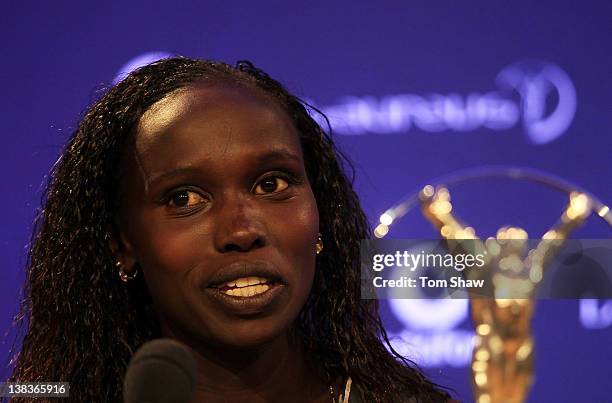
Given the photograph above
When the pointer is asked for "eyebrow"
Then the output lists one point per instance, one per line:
(264, 159)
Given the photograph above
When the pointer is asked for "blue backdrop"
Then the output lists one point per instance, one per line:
(414, 90)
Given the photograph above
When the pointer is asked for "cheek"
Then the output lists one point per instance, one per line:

▸ **Given instruction**
Can you reproduce every line of the items above word for word, omitting the pictures?

▸ **Final result**
Given the photograph above
When the pointer is asked for "eyebrow"
Then the output lists one point per instance, one per line:
(264, 159)
Given the photograph above
When the pointer is asked for "blue backdrop"
Then the output lists one point per instance, one per line:
(414, 90)
Given the photograph above
When the pointer is asked for "cheek"
Then the output lists one point per instance, one per line:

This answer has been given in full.